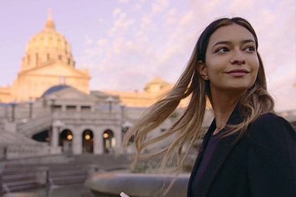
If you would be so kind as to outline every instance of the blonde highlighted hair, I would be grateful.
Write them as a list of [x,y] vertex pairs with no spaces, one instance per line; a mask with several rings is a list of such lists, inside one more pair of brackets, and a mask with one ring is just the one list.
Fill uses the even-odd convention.
[[[205,62],[206,51],[211,35],[219,27],[232,24],[237,24],[247,29],[254,36],[256,48],[258,49],[258,39],[252,25],[242,18],[221,18],[212,22],[200,35],[194,49],[187,67],[178,79],[175,85],[167,95],[149,108],[138,122],[125,134],[123,145],[126,146],[129,139],[134,136],[136,148],[135,163],[140,158],[149,158],[164,154],[160,165],[163,168],[178,153],[178,165],[175,181],[184,165],[186,158],[195,141],[200,136],[202,124],[207,101],[211,103],[211,96],[209,81],[204,81],[196,68],[197,62]],[[257,50],[256,50],[257,51]],[[273,112],[273,101],[266,90],[266,81],[262,61],[257,52],[259,68],[254,85],[250,87],[240,98],[238,103],[240,112],[244,120],[237,125],[227,125],[228,132],[223,136],[238,134],[238,138],[247,131],[248,125],[263,114]],[[147,134],[159,127],[176,109],[180,101],[191,96],[188,106],[180,117],[165,132],[161,135],[146,141]],[[161,151],[149,155],[142,155],[141,151],[147,146],[163,140],[177,133],[173,141]],[[183,155],[182,149],[184,145],[189,143],[189,148]]]

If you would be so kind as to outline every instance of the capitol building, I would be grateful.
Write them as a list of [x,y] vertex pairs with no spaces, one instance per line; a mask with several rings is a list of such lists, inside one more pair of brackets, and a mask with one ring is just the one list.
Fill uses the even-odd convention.
[[147,108],[173,86],[156,77],[142,91],[90,91],[90,78],[88,70],[75,68],[70,45],[49,11],[43,30],[27,44],[18,77],[0,87],[0,157],[112,153]]
[[[90,78],[88,70],[75,68],[70,45],[56,30],[49,11],[43,30],[27,44],[18,77],[11,86],[0,87],[0,159],[113,153],[128,128],[173,86],[156,77],[142,91],[90,91]],[[152,136],[166,130],[187,102],[182,101]],[[295,111],[280,115],[296,125]],[[212,117],[207,110],[204,127]],[[166,146],[161,143],[144,151]]]

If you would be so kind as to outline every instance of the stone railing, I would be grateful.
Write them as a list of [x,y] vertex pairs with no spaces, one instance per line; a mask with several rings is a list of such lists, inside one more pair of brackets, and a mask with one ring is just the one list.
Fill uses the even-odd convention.
[[119,196],[121,192],[131,197],[186,196],[189,174],[180,174],[165,196],[161,196],[173,175],[156,174],[106,173],[94,174],[85,182],[95,196]]
[[0,147],[1,159],[14,159],[50,154],[47,144],[9,144]]
[[17,132],[25,136],[30,136],[42,130],[50,128],[51,125],[51,115],[50,113],[31,120],[27,123],[18,125]]

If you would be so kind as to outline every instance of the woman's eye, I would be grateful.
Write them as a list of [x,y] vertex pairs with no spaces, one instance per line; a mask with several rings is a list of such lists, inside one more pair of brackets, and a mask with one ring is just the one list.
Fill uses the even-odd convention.
[[217,50],[216,50],[215,53],[225,53],[229,51],[228,49],[226,47],[219,48]]
[[245,51],[254,52],[255,51],[255,49],[253,46],[249,46],[247,47],[246,49],[245,49]]

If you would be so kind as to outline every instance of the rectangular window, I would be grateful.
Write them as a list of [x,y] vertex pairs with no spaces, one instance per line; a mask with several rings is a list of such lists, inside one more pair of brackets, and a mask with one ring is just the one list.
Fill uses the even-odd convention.
[[81,111],[82,112],[90,111],[90,106],[81,106]]
[[67,111],[75,111],[76,110],[76,106],[67,106],[66,107],[66,109]]

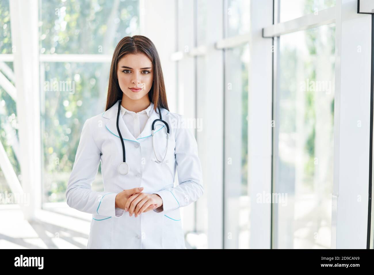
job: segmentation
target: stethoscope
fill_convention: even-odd
[[[129,171],[130,171],[130,166],[129,166],[129,164],[126,163],[126,153],[125,150],[125,143],[123,142],[123,139],[122,138],[122,135],[121,135],[121,131],[119,130],[119,127],[118,127],[118,120],[119,118],[119,112],[120,110],[121,109],[121,102],[122,101],[120,101],[119,103],[118,104],[118,112],[117,113],[117,131],[118,132],[118,135],[119,135],[119,137],[121,139],[121,143],[122,143],[122,150],[123,156],[123,162],[121,163],[118,165],[118,173],[121,175],[125,175],[129,173]],[[158,109],[159,112],[160,113],[160,118],[154,120],[153,121],[153,123],[152,124],[152,146],[153,148],[153,152],[154,153],[154,156],[156,157],[156,160],[154,161],[158,163],[163,163],[167,162],[168,161],[167,160],[164,161],[164,160],[165,159],[165,157],[166,157],[166,153],[168,152],[168,146],[169,145],[169,124],[168,124],[166,121],[162,120],[162,116],[161,115],[161,112],[160,110],[159,107],[158,107]],[[166,150],[165,151],[165,155],[164,155],[164,157],[162,159],[162,160],[159,160],[159,158],[157,157],[157,155],[156,154],[156,151],[154,150],[154,141],[153,139],[153,135],[154,132],[154,123],[156,122],[156,121],[160,121],[162,122],[166,126],[166,127],[167,129],[166,137]]]

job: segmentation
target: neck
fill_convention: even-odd
[[[151,102],[148,98],[148,95],[146,95],[140,99],[134,100],[132,99],[124,93],[121,102],[121,105],[123,108],[136,113],[147,109],[150,104]]]

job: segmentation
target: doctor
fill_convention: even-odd
[[[147,37],[117,45],[105,110],[83,126],[66,192],[70,207],[92,214],[87,248],[186,248],[180,209],[203,193],[201,166],[193,134],[169,111]],[[104,191],[97,192],[100,161]]]

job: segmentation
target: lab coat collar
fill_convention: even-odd
[[[145,112],[147,113],[147,115],[148,116],[148,118],[150,116],[150,112],[152,111],[152,108],[153,108],[154,105],[154,104],[153,104],[153,102],[151,102],[150,104],[147,107],[147,109],[145,109],[144,110],[143,110],[143,111],[145,111]],[[143,111],[141,111],[141,112],[142,112]],[[120,112],[121,112],[121,114],[122,114],[122,116],[123,116],[123,115],[125,114],[126,113],[126,112],[130,112],[130,111],[129,111],[127,109],[125,108],[123,106],[121,106],[121,110],[120,110]],[[132,112],[131,114],[132,114],[134,112]]]
[[[113,106],[104,112],[102,116],[103,117],[108,118],[109,120],[105,126],[107,130],[112,134],[119,138],[119,135],[118,135],[117,129],[117,118],[119,101],[119,100],[117,101],[117,102]],[[126,126],[123,118],[120,117],[120,119],[119,119],[118,121],[118,127],[121,131],[122,138],[124,140],[140,142],[145,138],[152,136],[152,124],[155,120],[160,118],[160,114],[158,114],[158,110],[157,113],[154,111],[153,109],[154,104],[153,103],[151,102],[151,108],[150,108],[149,110],[150,115],[148,115],[149,118],[145,124],[145,126],[137,138],[134,138],[131,134]],[[164,118],[169,114],[169,111],[161,107],[160,107],[160,109],[161,111],[162,119],[165,120]],[[119,115],[121,115],[120,111]],[[156,134],[156,133],[160,133],[160,132],[166,133],[166,130],[165,131],[159,131],[164,127],[165,129],[166,128],[166,126],[165,126],[163,123],[159,121],[156,121],[154,124],[155,134]]]

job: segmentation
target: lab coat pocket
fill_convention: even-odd
[[[94,214],[92,215],[87,248],[110,248],[112,235],[111,217]]]
[[[186,248],[180,208],[168,211],[163,216],[163,248]]]

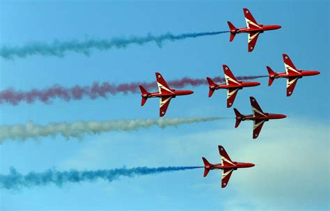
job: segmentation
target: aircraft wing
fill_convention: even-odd
[[[286,79],[286,95],[288,97],[291,96],[293,93],[293,90],[296,86],[297,81],[299,79],[299,77],[289,77]]]
[[[247,28],[261,28],[247,8],[244,8],[243,12],[244,13],[245,22],[246,23]]]
[[[226,166],[233,166],[233,167],[236,167],[236,166],[231,161],[230,157],[229,157],[228,154],[226,152],[225,148],[222,146],[218,146],[219,148],[219,153],[220,154],[220,157],[221,158],[222,164]]]
[[[260,33],[260,31],[251,31],[248,33],[248,51],[251,52],[253,50],[257,43],[258,37]]]
[[[290,58],[289,56],[288,56],[288,54],[283,54],[282,56],[283,57],[284,67],[285,68],[286,74],[297,75],[297,73],[299,74],[300,72],[301,72],[301,70],[297,70],[296,67],[294,67],[294,65],[293,64],[292,61]]]
[[[266,120],[259,120],[256,119],[253,120],[253,139],[258,138],[259,134],[260,133],[261,128],[262,128],[262,125]]]
[[[162,117],[166,113],[172,96],[162,97],[159,98],[159,116]]]
[[[223,65],[223,73],[225,75],[226,84],[236,84],[239,85],[240,83],[235,77],[234,75],[231,72],[230,69],[226,65]]]
[[[157,85],[158,86],[158,91],[162,94],[173,94],[173,92],[171,90],[168,85],[164,79],[163,77],[159,72],[156,72]]]
[[[266,116],[266,114],[265,114],[264,111],[262,111],[262,110],[261,109],[256,98],[254,98],[253,97],[250,97],[250,102],[253,116]]]
[[[227,89],[227,108],[230,108],[234,104],[235,97],[236,97],[239,89],[238,88]]]
[[[224,169],[222,170],[221,188],[226,187],[228,184],[233,171],[234,171],[234,169]]]

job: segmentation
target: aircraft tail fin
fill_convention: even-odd
[[[230,31],[230,37],[229,38],[229,42],[234,40],[235,36],[236,35],[236,31],[237,29],[230,22],[227,22],[229,26],[229,29]]]
[[[141,106],[143,107],[146,104],[146,102],[147,102],[148,95],[149,94],[149,93],[141,85],[139,86],[140,87],[141,96],[142,96],[142,100],[141,101]]]
[[[276,72],[274,72],[273,70],[272,70],[271,68],[269,66],[267,66],[267,70],[268,70],[268,77],[269,77],[269,79],[268,81],[268,86],[272,85],[273,84],[274,80],[277,77],[278,75]]]
[[[211,79],[209,77],[207,77],[206,79],[207,80],[207,83],[209,83],[209,97],[211,97],[211,96],[213,95],[213,93],[215,91],[215,86],[217,86],[217,84],[215,84],[212,79]]]
[[[206,159],[205,157],[202,157],[203,162],[204,162],[204,177],[206,177],[207,175],[207,173],[209,173],[210,171],[210,167],[212,166],[209,162]]]
[[[239,123],[242,121],[242,117],[243,116],[243,115],[242,115],[241,113],[239,113],[239,111],[238,111],[238,110],[236,109],[234,109],[234,112],[235,112],[235,114],[236,115],[236,123],[235,123],[235,128],[236,128],[238,127],[238,125],[239,125]]]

- **Exercise instructions**
Find every line in the items above that contains the string "would", matching case exactly, and copy each such line in full.

- **Exercise answer**
If you would be so kind as to outline every instance of the blonde highlighted hair, I would be grateful.
If you would be so kind as to outline every instance of the capitol building, I would be grateful.
If you would be so kind as to outline every instance of the stone railing, I would be grateful.
If you would be so kind as to outline every instance of the woman's eye, I would be grateful.
If you would be so kind as to outline every instance of the rectangular window, I would be grateful.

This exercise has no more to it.